About this exercise: Only one stretch of the data below should be repeated: the lines from the line containing "the red pompom on hat" through the line containing "x=1340, y=895", inclusive, exactly as they are.

(Collection entries)
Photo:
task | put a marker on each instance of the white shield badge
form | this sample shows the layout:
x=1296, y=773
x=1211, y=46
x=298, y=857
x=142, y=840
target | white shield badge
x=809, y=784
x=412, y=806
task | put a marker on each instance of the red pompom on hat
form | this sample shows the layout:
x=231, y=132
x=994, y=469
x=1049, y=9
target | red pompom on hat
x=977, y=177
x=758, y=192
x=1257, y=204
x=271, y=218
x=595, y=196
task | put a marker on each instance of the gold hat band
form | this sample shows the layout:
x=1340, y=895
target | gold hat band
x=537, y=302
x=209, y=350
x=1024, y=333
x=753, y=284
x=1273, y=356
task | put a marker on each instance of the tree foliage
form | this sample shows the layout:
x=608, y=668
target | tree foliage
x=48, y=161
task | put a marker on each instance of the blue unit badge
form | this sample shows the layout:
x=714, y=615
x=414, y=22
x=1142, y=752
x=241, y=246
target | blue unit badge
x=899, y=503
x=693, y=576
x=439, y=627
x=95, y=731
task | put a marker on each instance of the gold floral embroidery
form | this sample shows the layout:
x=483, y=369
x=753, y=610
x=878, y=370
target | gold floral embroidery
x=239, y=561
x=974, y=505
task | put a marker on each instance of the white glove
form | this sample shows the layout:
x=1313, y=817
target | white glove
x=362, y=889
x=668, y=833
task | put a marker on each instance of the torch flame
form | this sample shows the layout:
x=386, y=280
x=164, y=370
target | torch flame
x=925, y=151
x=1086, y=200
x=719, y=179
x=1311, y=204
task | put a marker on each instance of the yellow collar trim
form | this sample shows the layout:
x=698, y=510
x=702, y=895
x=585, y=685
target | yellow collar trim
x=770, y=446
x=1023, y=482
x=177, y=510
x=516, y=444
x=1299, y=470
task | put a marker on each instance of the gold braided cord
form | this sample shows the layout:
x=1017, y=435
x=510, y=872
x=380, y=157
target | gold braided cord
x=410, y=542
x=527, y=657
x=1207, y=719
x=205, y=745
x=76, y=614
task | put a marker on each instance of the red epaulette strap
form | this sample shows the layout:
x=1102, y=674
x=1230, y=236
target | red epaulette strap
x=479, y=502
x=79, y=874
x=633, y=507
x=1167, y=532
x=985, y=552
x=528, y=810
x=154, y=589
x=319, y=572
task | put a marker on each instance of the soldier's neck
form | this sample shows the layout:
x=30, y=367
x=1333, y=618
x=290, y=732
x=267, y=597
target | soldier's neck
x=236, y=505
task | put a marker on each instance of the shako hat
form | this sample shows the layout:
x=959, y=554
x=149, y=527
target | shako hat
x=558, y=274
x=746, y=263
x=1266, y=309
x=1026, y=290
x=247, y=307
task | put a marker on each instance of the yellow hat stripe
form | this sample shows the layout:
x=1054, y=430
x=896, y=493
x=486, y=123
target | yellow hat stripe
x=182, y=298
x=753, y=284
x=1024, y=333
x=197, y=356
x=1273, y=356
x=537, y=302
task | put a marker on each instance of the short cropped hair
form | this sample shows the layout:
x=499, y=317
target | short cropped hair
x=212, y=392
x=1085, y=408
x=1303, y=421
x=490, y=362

Result of the task:
task | put a marker on each instance of the red pompom on hat
form | this sample shows the layout:
x=231, y=132
x=994, y=469
x=1049, y=9
target | red pompom on hat
x=977, y=177
x=758, y=192
x=1257, y=204
x=271, y=218
x=595, y=196
task | put a marker on each instance of the gold hat band
form | this sample shows the layout:
x=1340, y=895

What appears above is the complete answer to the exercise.